Estragga dai dati seguenti tutte le righe che contengono la stringa "door", tenendo conto della distinzione tra maiuscole e minuscole.

----- DATI DEL COMPITO -----

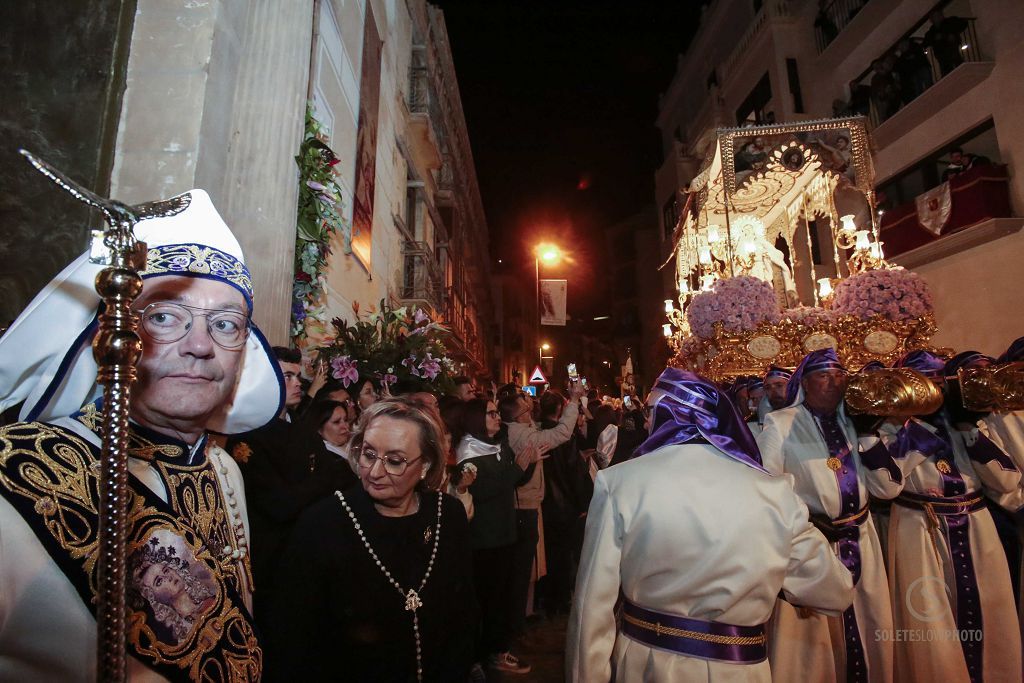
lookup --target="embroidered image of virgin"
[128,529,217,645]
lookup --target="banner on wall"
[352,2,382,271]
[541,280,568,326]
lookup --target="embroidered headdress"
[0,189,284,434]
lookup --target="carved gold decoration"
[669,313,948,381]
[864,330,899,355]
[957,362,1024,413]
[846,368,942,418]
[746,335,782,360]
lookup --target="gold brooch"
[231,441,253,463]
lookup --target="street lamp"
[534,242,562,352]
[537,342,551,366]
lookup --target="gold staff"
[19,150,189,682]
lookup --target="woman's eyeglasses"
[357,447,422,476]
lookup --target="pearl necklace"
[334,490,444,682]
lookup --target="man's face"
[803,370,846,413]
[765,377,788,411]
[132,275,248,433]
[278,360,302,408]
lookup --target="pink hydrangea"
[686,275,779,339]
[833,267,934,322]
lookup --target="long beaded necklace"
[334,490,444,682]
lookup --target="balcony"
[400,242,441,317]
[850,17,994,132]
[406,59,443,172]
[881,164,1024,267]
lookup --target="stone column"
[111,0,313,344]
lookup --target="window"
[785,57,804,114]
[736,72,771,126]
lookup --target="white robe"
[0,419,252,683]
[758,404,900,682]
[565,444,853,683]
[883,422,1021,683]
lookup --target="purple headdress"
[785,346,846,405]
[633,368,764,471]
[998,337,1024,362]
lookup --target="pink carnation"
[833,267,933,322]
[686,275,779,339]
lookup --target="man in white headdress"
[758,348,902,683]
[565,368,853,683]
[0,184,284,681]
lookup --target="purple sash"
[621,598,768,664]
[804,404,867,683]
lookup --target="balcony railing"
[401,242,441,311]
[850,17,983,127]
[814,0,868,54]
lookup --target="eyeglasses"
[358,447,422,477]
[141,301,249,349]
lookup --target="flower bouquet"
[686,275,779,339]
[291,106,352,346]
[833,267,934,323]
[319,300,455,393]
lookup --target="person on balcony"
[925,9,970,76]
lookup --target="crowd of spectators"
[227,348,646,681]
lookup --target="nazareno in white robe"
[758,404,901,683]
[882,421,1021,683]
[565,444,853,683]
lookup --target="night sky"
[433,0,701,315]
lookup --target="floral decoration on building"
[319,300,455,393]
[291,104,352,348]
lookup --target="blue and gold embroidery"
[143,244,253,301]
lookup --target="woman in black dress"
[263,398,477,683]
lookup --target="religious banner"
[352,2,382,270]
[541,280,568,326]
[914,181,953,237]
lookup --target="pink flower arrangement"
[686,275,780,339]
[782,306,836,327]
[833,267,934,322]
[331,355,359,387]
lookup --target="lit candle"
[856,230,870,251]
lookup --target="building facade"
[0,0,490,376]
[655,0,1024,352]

-----
----- DATI DEL COMPITO -----

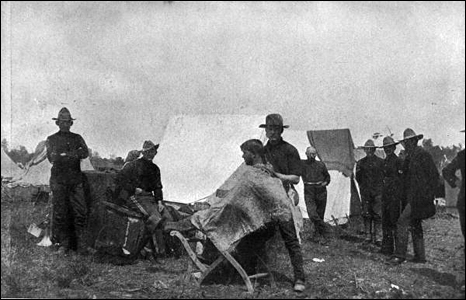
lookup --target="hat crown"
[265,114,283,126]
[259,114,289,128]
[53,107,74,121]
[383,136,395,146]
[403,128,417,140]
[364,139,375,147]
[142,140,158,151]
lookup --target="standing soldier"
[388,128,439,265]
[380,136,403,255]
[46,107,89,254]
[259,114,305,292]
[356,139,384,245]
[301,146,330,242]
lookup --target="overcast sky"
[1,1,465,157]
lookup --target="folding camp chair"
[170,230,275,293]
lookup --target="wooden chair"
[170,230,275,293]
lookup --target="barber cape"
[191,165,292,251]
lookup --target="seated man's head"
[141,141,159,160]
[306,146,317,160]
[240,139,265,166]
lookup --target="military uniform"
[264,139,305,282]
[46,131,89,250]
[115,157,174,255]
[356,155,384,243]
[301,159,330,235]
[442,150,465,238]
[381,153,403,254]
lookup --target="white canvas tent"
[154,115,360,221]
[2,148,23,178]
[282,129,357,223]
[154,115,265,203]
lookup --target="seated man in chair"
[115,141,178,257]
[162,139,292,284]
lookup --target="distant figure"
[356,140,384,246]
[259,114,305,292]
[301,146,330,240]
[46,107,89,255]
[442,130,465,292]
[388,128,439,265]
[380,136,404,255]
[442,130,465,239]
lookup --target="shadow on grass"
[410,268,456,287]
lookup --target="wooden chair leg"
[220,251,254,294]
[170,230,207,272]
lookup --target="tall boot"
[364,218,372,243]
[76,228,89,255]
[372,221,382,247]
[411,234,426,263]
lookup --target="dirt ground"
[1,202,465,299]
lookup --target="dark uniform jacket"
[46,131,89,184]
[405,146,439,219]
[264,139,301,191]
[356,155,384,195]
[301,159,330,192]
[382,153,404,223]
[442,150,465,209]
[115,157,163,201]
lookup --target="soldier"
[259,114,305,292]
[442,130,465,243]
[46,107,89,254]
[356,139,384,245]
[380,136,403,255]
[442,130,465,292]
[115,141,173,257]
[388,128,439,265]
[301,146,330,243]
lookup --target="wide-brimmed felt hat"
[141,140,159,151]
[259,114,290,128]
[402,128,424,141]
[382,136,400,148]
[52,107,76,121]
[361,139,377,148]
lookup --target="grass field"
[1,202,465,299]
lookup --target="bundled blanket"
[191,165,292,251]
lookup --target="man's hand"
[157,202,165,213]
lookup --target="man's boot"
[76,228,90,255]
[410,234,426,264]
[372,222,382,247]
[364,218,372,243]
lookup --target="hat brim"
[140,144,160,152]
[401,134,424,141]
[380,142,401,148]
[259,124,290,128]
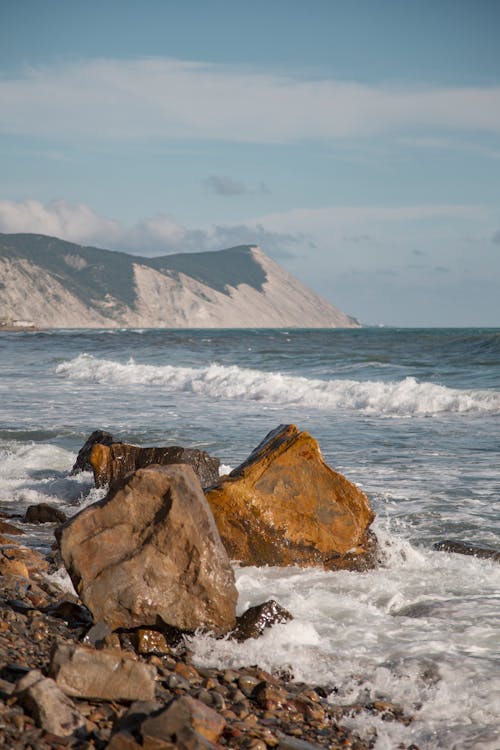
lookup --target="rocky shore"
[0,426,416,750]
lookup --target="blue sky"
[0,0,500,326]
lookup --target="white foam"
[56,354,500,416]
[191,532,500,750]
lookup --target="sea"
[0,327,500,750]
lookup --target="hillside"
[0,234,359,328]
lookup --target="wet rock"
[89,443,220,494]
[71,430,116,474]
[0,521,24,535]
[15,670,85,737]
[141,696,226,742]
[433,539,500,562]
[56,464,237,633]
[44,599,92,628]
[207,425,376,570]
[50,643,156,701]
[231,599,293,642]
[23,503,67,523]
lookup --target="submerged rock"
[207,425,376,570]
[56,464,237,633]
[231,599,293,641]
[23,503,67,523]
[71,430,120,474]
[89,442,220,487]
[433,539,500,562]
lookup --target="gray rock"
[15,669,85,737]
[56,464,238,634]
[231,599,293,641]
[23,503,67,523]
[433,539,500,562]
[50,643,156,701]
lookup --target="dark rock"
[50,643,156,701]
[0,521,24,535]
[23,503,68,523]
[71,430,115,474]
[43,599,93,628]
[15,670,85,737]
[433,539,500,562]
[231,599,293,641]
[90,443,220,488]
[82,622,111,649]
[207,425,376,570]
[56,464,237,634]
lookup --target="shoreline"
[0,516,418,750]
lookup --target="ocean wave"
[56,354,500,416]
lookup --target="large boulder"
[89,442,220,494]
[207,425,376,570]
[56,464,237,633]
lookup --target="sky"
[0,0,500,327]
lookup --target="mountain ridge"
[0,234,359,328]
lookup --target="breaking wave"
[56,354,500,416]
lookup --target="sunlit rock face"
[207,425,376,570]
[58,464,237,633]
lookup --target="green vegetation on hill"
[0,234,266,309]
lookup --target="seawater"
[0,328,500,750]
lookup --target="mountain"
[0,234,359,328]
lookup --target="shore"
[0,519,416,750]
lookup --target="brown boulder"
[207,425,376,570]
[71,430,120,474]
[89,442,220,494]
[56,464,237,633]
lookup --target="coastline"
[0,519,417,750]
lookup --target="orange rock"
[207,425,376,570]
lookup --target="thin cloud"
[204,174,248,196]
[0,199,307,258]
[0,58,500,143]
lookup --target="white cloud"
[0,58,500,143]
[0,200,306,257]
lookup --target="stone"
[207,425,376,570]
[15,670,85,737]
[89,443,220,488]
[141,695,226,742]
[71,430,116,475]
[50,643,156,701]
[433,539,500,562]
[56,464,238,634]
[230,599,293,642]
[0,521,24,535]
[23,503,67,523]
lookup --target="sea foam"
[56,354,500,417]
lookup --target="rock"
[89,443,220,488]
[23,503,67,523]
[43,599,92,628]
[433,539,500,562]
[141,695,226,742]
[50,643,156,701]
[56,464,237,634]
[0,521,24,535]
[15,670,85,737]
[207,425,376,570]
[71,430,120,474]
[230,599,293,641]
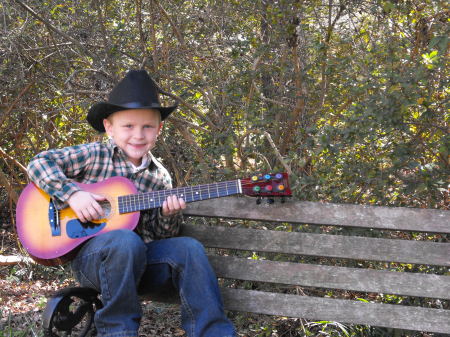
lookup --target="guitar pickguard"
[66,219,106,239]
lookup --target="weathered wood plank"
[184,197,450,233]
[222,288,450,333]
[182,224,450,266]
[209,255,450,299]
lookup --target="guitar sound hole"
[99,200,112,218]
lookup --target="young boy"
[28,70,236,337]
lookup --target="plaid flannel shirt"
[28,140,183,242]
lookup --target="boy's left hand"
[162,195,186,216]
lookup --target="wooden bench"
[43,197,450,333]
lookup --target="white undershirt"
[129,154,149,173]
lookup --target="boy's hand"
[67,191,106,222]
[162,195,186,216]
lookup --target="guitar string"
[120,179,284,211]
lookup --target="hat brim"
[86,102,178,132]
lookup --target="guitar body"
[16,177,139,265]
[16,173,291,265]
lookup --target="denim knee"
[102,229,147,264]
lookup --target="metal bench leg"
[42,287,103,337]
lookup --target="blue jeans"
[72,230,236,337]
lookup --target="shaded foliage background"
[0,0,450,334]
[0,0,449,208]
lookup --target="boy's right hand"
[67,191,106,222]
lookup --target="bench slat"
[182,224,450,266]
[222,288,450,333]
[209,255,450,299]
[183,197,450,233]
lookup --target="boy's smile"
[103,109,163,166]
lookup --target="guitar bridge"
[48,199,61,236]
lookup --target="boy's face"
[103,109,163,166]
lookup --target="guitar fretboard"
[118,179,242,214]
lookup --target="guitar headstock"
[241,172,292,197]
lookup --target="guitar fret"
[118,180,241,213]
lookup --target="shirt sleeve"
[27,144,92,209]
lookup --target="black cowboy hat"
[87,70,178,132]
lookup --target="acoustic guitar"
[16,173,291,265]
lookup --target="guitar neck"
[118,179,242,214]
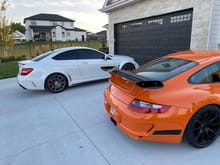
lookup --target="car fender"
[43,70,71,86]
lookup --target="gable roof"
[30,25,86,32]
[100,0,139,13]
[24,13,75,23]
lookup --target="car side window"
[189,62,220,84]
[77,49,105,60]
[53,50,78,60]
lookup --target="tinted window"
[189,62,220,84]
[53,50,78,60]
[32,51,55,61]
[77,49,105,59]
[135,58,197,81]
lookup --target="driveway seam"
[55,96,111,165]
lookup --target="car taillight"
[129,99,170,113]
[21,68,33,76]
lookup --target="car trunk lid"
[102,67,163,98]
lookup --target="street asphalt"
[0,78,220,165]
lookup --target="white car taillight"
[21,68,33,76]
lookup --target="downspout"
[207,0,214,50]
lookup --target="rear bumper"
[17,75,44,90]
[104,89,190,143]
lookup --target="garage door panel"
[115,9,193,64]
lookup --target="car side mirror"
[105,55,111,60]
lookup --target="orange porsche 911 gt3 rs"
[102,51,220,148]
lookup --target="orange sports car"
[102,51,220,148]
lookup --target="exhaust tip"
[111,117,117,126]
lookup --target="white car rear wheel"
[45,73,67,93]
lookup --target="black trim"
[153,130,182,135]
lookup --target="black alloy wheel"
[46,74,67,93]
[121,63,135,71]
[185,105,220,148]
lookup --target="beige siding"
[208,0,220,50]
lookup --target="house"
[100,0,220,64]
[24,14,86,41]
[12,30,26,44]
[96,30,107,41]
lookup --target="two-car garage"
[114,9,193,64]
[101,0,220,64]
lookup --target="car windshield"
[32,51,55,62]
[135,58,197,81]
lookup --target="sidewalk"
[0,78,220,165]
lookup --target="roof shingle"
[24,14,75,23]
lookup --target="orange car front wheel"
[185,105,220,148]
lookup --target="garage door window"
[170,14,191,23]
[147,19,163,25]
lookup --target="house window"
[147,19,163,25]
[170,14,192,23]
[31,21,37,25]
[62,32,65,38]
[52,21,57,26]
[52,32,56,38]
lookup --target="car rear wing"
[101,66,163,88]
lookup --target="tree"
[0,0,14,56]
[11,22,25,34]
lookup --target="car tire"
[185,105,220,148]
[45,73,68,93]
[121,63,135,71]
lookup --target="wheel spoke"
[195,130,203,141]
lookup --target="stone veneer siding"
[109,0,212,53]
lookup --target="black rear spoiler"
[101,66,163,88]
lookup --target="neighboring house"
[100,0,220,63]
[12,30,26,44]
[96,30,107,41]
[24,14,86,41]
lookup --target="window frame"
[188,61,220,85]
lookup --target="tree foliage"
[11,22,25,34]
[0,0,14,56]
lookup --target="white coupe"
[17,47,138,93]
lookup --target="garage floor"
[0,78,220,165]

-----
----- DATI DEL COMPITO -----

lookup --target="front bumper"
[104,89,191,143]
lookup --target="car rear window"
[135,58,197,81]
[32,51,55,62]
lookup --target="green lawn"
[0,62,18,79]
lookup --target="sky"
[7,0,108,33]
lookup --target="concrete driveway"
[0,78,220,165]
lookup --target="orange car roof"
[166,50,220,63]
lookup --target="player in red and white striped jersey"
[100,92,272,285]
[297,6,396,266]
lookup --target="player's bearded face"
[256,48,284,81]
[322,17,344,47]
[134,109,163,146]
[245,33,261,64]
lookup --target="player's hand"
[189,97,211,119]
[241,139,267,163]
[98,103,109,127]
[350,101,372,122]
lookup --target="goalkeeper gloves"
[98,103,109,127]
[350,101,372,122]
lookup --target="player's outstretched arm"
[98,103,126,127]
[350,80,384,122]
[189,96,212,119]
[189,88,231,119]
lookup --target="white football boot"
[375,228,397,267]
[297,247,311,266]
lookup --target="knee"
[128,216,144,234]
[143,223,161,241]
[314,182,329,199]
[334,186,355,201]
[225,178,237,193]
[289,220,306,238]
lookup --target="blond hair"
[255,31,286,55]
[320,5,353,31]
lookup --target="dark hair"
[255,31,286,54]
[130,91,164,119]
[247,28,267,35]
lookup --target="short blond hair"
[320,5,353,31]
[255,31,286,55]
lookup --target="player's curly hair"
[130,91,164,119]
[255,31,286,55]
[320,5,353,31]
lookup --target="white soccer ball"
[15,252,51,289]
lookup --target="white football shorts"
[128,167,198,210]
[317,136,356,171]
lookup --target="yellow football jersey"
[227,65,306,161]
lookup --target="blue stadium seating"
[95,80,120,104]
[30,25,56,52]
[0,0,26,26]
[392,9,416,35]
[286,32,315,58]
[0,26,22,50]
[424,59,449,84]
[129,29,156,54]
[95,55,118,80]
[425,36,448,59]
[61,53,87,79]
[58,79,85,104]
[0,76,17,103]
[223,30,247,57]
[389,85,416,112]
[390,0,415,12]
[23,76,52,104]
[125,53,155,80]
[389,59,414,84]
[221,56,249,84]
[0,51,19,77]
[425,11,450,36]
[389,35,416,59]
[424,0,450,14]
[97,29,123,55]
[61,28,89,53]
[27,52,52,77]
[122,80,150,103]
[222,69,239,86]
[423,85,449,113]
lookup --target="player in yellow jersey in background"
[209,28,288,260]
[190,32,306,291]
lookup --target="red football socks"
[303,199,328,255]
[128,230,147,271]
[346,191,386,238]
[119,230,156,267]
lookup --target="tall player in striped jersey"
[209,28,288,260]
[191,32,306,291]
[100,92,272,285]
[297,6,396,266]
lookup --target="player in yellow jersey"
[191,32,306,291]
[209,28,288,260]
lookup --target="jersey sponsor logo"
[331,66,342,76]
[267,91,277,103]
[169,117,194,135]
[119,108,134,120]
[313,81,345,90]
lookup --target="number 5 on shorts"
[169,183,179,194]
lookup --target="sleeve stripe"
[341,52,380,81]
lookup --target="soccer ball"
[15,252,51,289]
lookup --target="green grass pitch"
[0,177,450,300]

-----

** RISPOSTA ATTESA **
lookup --target="garage door panel"
lookup --target="garage door window"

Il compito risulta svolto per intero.